#### [What needs to be done]
A word-for-word copy of the data is what's wanted, with no pictures.

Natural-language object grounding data
* * * * *

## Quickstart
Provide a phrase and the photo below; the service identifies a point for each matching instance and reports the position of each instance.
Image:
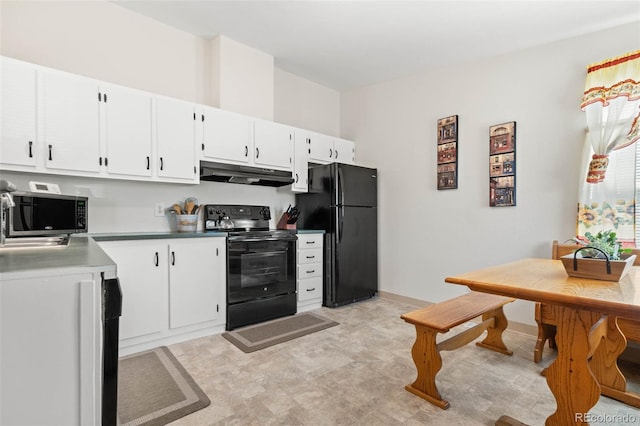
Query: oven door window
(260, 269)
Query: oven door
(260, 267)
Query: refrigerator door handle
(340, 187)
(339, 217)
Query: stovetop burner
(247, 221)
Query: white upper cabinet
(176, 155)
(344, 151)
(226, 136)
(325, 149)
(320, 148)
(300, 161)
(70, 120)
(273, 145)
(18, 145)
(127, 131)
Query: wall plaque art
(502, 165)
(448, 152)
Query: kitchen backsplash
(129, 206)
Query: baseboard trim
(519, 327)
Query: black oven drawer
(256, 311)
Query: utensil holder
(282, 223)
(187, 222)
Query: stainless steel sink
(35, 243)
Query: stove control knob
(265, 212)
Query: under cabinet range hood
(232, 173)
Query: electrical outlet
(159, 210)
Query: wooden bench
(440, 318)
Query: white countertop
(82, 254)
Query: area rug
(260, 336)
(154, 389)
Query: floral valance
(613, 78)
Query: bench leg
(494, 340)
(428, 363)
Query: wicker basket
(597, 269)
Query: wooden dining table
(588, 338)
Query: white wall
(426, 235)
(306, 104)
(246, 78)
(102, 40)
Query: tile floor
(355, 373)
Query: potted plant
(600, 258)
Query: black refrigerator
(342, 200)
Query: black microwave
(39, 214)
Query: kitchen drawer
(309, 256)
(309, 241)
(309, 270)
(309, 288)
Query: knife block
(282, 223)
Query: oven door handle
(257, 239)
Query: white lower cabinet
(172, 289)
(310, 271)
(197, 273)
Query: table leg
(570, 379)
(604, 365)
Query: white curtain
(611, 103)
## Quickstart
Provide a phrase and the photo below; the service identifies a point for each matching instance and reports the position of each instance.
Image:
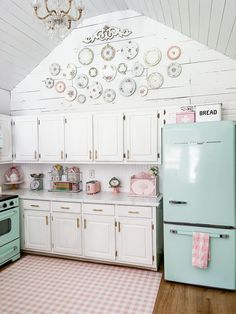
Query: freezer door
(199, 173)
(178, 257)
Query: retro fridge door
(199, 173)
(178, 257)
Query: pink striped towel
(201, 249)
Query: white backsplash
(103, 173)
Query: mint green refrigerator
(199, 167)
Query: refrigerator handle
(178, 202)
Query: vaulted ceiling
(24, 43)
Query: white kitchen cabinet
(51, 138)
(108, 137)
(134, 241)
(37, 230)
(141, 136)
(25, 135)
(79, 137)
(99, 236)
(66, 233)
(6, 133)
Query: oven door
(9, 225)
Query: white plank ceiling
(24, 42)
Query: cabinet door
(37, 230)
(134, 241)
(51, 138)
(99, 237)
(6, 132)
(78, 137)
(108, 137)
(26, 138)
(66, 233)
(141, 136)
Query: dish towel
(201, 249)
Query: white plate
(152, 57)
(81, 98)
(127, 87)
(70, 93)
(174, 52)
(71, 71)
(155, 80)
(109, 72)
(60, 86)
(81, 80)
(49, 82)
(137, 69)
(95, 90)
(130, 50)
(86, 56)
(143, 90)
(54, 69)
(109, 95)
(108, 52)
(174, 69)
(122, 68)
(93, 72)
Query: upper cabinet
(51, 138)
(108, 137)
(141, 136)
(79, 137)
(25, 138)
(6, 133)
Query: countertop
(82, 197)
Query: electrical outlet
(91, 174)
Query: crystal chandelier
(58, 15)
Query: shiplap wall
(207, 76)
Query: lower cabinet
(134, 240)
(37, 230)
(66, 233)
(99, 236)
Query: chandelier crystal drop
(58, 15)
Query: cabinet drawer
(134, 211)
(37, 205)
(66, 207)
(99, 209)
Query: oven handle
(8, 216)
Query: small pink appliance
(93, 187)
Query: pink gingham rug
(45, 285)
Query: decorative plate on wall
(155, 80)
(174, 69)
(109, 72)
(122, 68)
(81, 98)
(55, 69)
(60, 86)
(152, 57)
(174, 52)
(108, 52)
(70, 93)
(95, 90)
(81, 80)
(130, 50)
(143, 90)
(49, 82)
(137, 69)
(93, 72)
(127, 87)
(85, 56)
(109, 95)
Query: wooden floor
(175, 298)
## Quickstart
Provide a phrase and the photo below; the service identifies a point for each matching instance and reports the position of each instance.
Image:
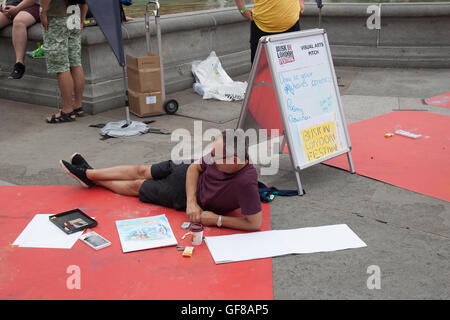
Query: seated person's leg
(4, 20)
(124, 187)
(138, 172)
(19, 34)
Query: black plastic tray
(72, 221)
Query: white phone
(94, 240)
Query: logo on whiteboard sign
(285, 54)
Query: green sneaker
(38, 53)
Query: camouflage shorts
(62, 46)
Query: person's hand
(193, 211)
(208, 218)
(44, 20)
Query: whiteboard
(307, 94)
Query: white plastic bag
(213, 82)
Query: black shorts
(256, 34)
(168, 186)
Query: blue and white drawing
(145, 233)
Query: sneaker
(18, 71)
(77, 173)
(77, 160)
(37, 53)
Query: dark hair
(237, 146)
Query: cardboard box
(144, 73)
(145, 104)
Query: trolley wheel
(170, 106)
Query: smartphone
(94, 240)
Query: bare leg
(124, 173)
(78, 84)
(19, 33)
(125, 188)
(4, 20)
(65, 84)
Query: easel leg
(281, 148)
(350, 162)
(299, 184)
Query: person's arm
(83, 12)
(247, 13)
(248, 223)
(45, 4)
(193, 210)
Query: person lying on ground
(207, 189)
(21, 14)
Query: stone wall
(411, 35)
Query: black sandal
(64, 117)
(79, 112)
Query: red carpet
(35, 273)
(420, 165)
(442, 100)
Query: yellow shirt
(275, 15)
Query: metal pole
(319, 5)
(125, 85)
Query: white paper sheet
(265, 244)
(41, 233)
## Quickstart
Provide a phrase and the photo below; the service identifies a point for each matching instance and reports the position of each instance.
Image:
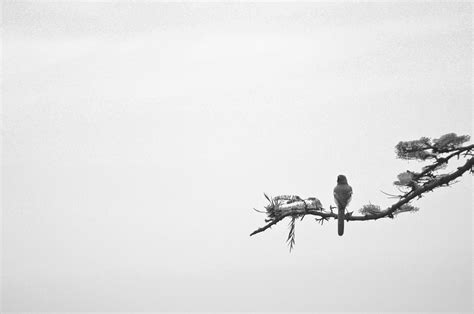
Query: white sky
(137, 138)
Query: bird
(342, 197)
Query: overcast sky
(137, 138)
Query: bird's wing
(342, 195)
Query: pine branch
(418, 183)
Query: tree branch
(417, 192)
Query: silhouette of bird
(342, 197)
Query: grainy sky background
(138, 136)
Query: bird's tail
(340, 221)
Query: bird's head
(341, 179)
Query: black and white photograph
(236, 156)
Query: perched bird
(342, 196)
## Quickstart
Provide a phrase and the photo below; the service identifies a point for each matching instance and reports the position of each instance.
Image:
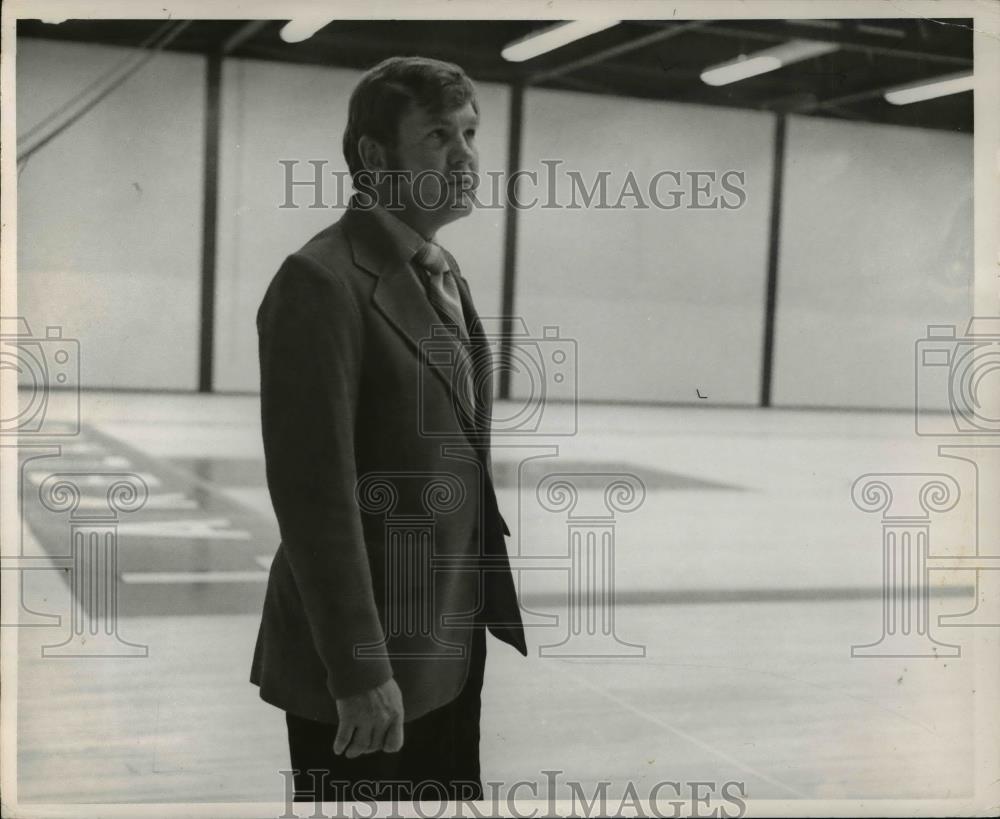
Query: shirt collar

* * * * *

#### [Answer space]
## Quickstart
Provide a phrase and the photo below; the service identifies a point for each matching instance and reports the position of each instance.
Image:
Query: oven door window
(260, 269)
Query: oven door
(260, 267)
Query: refrigerator door handle
(340, 187)
(339, 217)
Query: stovetop burner
(247, 221)
Query: white upper cabinet
(176, 155)
(344, 151)
(226, 136)
(325, 149)
(320, 148)
(300, 161)
(70, 120)
(273, 145)
(18, 145)
(127, 131)
Query: wall plaque art
(502, 165)
(448, 152)
Query: kitchen backsplash
(129, 206)
Query: baseboard trim
(519, 327)
Query: black oven drawer
(256, 311)
Query: utensil holder
(282, 223)
(187, 222)
Query: stainless steel sink
(35, 243)
Query: stove control knob
(265, 212)
Query: under cabinet range hood
(232, 173)
Query: electrical outlet
(159, 210)
Query: wooden bench
(440, 318)
Query: white countertop
(82, 254)
Query: area rug
(260, 336)
(154, 389)
Query: floral valance
(613, 78)
Query: bench leg
(494, 340)
(428, 363)
Query: wicker basket
(597, 269)
Query: wooden dining table
(588, 338)
Query: white wall
(426, 235)
(306, 104)
(246, 78)
(102, 40)
Query: tile floor
(355, 373)
Query: potted plant
(600, 258)
Query: black refrigerator
(342, 200)
Query: black microwave
(39, 214)
Query: kitchen drawer
(309, 256)
(309, 241)
(309, 270)
(309, 288)
Query: knife block
(282, 223)
Query: oven door handle
(257, 239)
Query: white lower cabinet
(172, 289)
(310, 271)
(197, 273)
Query: table leg
(570, 379)
(604, 365)
Query: white curtain
(611, 103)
## Quickstart
Provide a phrase and the photo below; the service identifies a point for each matching instance and reports the position of each instance.
Image:
Query: freezer door
(199, 173)
(178, 257)
Query: retro fridge door
(199, 173)
(178, 257)
Query: pink striped towel
(201, 249)
Query: white backsplash
(103, 173)
Query: mint green refrigerator
(199, 167)
Query: refrigerator handle
(178, 202)
Query: vaulted ceiling
(24, 43)
Query: white kitchen cabinet
(51, 138)
(108, 137)
(134, 241)
(37, 230)
(141, 136)
(25, 135)
(79, 137)
(99, 236)
(66, 233)
(6, 133)
Query: oven door
(9, 225)
Query: white plank ceiling
(24, 42)
Query: cabinet door
(37, 230)
(134, 241)
(51, 138)
(99, 237)
(6, 132)
(78, 137)
(108, 137)
(26, 138)
(66, 233)
(141, 136)
Query: dish towel
(201, 249)
Query: white plate
(152, 57)
(81, 98)
(127, 87)
(70, 93)
(174, 52)
(71, 71)
(155, 80)
(109, 72)
(60, 86)
(81, 80)
(49, 82)
(137, 69)
(95, 90)
(130, 50)
(86, 56)
(143, 90)
(54, 69)
(109, 95)
(108, 52)
(174, 69)
(122, 68)
(93, 72)
Query: upper cabinet
(51, 138)
(108, 137)
(141, 136)
(79, 137)
(25, 138)
(6, 133)
Query: countertop
(82, 197)
Query: electrical outlet
(91, 174)
Query: crystal chandelier
(58, 15)
Query: shiplap wall
(207, 76)
Query: lower cabinet
(134, 240)
(37, 230)
(66, 233)
(99, 236)
Query: chandelier crystal drop
(58, 15)
Query: cabinet drawer
(134, 211)
(37, 205)
(66, 207)
(99, 209)
Query: oven handle
(8, 216)
Query: small pink appliance
(93, 187)
Query: pink gingham rug
(45, 285)
Query: decorative plate on wall
(155, 80)
(174, 69)
(109, 72)
(122, 68)
(81, 98)
(55, 69)
(60, 86)
(152, 57)
(174, 52)
(108, 52)
(70, 93)
(95, 90)
(81, 80)
(130, 50)
(143, 90)
(49, 82)
(137, 69)
(93, 72)
(127, 87)
(85, 56)
(109, 95)
Query: wooden floor
(175, 298)
## Quickstart
Provide a phrase and the photo below; the service identifies a point for each matching instance and reports the position of each instance.
Image:
Query: seated person's leg
(4, 20)
(124, 187)
(138, 172)
(19, 34)
Query: black plastic tray
(72, 221)
Query: white phone
(94, 240)
Query: logo on whiteboard sign
(285, 54)
Query: green sneaker
(38, 53)
Query: camouflage shorts
(62, 46)
Query: person's hand
(193, 211)
(208, 218)
(44, 20)
Query: whiteboard
(307, 94)
Query: white plastic bag
(213, 82)
Query: black shorts
(256, 34)
(168, 186)
Query: blue and white drawing
(145, 233)
Query: sneaker
(18, 71)
(77, 173)
(77, 160)
(37, 53)
Query: dark hair
(237, 146)
Query: cardboard box
(144, 73)
(145, 104)
Query: trolley wheel
(170, 106)
Query: smartphone
(94, 240)
Query: bare leg
(124, 173)
(78, 84)
(19, 33)
(125, 188)
(4, 20)
(65, 84)
Query: easel leg
(281, 148)
(350, 162)
(299, 184)
Query: person's arm
(83, 12)
(247, 13)
(248, 223)
(45, 4)
(193, 210)
Query: person lying on ground
(207, 189)
(21, 14)
Query: stone wall
(411, 35)
Query: black sandal
(64, 117)
(79, 112)
Query: red carpet
(35, 273)
(420, 165)
(442, 100)
Query: yellow shirt
(275, 15)
Query: metal pole
(319, 5)
(125, 85)
Query: white paper sheet
(265, 244)
(41, 233)
## Quickstart
Provide a phrase and the photo below; the service identifies a point for each matching instance and reports the position of each instance.
Image:
Query: white sky
(137, 138)
Query: bird
(342, 197)
Query: overcast sky
(137, 138)
Query: bird's wing
(342, 195)
Query: pine branch
(418, 183)
Query: tree branch
(417, 192)
Query: silhouette of bird
(342, 197)
Query: grainy sky background
(138, 136)
Query: bird's tail
(340, 221)
Query: bird's head
(341, 179)
Query: black and white photograph
(236, 156)
Query: perched bird
(342, 196)
## Quickstart
Provide a phrase and the photo below; the service identifies a point for each matching instance and reports the position of each instance.
Image:
Query: shirt collar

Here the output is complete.